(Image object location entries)
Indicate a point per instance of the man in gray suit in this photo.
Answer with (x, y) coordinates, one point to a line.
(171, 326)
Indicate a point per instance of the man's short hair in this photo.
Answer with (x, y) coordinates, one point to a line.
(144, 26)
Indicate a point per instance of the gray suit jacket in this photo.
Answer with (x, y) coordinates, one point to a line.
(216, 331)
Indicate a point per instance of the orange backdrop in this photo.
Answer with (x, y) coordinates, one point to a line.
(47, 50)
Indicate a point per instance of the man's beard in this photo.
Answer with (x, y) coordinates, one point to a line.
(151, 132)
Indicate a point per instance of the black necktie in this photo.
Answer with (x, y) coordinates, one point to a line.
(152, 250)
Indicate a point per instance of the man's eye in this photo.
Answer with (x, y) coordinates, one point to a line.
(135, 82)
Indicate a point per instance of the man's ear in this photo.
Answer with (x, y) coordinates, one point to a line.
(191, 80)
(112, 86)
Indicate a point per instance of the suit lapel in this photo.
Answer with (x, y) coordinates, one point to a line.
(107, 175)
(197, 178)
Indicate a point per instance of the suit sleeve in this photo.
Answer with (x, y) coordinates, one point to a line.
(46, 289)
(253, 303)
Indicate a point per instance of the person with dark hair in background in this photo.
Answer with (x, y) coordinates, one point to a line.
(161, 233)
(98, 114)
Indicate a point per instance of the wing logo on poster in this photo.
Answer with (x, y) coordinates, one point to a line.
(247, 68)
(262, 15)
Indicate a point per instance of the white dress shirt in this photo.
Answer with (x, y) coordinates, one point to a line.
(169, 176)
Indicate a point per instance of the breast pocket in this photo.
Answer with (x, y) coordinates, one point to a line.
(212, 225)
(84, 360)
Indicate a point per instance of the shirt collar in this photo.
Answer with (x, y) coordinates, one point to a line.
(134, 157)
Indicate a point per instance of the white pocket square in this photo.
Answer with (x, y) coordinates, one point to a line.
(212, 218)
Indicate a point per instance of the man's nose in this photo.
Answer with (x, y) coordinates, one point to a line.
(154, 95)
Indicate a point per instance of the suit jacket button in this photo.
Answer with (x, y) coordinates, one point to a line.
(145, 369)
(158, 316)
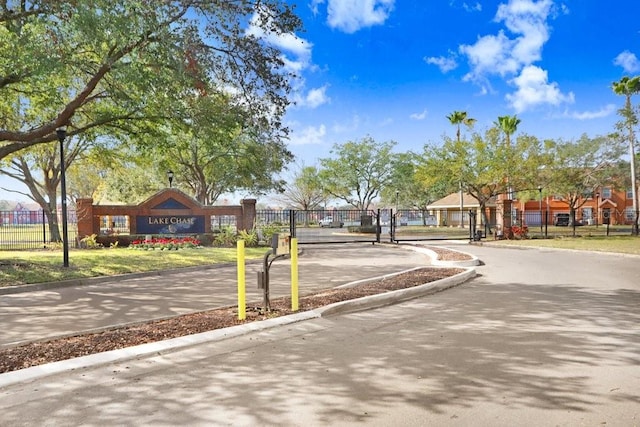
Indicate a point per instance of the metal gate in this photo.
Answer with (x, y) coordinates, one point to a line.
(323, 226)
(335, 226)
(407, 225)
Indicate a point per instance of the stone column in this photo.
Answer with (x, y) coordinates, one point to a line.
(248, 214)
(84, 212)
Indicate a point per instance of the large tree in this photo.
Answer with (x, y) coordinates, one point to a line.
(358, 171)
(407, 188)
(578, 168)
(627, 87)
(304, 190)
(216, 149)
(39, 170)
(458, 118)
(480, 164)
(508, 125)
(125, 64)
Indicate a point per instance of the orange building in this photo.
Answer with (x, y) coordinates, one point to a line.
(606, 205)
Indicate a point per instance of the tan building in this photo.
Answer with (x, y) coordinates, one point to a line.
(452, 212)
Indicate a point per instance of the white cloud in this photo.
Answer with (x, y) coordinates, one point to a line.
(628, 61)
(296, 57)
(314, 6)
(512, 52)
(606, 111)
(308, 136)
(352, 15)
(445, 64)
(499, 54)
(386, 122)
(296, 51)
(534, 89)
(490, 55)
(477, 7)
(314, 98)
(346, 127)
(419, 116)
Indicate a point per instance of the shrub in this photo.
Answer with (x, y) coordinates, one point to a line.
(166, 244)
(226, 237)
(90, 242)
(250, 237)
(268, 230)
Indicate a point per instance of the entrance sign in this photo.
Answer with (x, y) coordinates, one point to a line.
(168, 212)
(175, 224)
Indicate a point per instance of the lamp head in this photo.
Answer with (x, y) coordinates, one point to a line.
(62, 133)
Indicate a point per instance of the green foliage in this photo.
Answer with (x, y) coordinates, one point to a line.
(226, 237)
(268, 230)
(90, 242)
(358, 171)
(304, 191)
(250, 237)
(124, 67)
(165, 243)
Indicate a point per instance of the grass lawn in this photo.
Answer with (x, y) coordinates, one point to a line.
(23, 267)
(618, 244)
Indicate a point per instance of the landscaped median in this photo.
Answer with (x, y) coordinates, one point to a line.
(41, 358)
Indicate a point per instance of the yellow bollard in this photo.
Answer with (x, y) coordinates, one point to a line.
(242, 291)
(294, 274)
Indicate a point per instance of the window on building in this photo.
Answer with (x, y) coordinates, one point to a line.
(628, 214)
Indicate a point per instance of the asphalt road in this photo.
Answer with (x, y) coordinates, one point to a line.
(539, 338)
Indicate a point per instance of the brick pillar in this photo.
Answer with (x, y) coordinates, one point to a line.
(504, 219)
(248, 214)
(84, 211)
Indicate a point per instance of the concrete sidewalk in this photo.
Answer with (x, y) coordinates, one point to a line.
(72, 309)
(55, 311)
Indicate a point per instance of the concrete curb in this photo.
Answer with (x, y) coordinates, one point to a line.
(394, 297)
(471, 262)
(8, 290)
(175, 344)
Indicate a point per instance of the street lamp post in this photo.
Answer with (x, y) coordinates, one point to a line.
(540, 206)
(597, 208)
(62, 134)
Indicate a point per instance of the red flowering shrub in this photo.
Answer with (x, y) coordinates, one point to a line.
(165, 244)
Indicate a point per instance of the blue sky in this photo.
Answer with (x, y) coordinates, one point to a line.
(394, 69)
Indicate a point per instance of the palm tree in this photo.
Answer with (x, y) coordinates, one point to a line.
(508, 125)
(458, 118)
(630, 86)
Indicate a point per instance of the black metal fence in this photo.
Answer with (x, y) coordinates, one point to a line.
(25, 229)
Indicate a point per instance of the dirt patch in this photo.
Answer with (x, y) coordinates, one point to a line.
(37, 353)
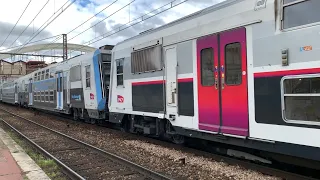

## STATED TASK
Gather every line of the listing above that contains the string "suit". Treat uppercase and lowercase as different.

## THE ANSWER
Indicate a point per instance of the man in gray suit in this photo.
Indicate a point per instance of the gray suit jacket in this photo.
Indicate a point per instance of the suit lapel in this photo.
Indicate a point per instance of the suit sleeve in this photo.
Indicate a point per instance of the suit jacket button in this photo.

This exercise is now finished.